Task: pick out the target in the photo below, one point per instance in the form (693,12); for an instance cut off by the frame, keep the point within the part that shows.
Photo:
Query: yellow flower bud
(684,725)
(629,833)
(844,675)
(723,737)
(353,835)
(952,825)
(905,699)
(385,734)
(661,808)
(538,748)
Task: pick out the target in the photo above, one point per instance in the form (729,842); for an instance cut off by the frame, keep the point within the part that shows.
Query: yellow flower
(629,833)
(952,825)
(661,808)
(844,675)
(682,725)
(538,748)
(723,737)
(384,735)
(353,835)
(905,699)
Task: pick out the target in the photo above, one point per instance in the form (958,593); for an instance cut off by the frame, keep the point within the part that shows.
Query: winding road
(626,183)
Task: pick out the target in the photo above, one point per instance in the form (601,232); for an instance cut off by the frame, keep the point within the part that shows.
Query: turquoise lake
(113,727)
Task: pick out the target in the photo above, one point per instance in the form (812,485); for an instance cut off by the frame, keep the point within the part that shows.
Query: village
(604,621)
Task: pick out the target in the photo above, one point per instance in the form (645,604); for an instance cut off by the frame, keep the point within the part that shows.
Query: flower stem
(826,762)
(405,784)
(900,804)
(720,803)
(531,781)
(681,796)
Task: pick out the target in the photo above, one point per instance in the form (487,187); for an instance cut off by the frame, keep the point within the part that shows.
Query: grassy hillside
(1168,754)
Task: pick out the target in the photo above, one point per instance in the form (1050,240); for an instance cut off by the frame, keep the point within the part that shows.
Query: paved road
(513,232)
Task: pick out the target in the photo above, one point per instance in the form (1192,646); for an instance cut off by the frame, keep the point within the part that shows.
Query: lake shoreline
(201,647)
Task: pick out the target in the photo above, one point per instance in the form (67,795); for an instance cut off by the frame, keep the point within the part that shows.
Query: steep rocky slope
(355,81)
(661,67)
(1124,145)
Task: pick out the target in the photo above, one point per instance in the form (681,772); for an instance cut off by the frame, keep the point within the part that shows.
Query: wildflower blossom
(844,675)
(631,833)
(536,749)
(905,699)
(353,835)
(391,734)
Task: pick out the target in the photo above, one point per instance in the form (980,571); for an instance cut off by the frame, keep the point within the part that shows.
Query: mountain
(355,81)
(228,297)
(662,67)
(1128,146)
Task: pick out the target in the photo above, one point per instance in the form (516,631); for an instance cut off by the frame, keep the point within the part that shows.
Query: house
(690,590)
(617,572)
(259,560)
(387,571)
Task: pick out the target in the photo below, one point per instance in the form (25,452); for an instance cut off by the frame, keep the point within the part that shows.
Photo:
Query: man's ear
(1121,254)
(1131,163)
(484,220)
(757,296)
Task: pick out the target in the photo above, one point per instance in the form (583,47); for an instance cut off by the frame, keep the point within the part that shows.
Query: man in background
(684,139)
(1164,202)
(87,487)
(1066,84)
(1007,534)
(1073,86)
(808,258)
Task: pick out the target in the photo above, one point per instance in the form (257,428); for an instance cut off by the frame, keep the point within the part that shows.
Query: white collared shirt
++++++++
The problem =
Go through the entries. Report every line that contains the word "below".

Your response =
Task: pick out the target in the photo below, one point per instance in the form (693,12); for an instance cut off by the frame, keep the point within the part that shows.
Task: pick out the target in the photo below, one point per instance in the form (25,452); for an instance cut off by the frame, keep the point within the part that shows.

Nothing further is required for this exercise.